- Opening Delimiter -

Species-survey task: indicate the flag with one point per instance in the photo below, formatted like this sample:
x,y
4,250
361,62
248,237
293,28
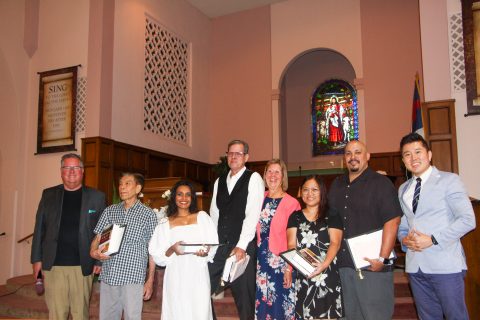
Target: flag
x,y
417,123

- Closing Delimiter -

Assignment
Write the data above out again exactly, every line of it, and exclude the pictures.

Task solution
Species-survey task: indicate the flag with one point per instance in the photo below, formatted like this sample:
x,y
4,250
361,62
248,237
293,28
Target: flag
x,y
417,123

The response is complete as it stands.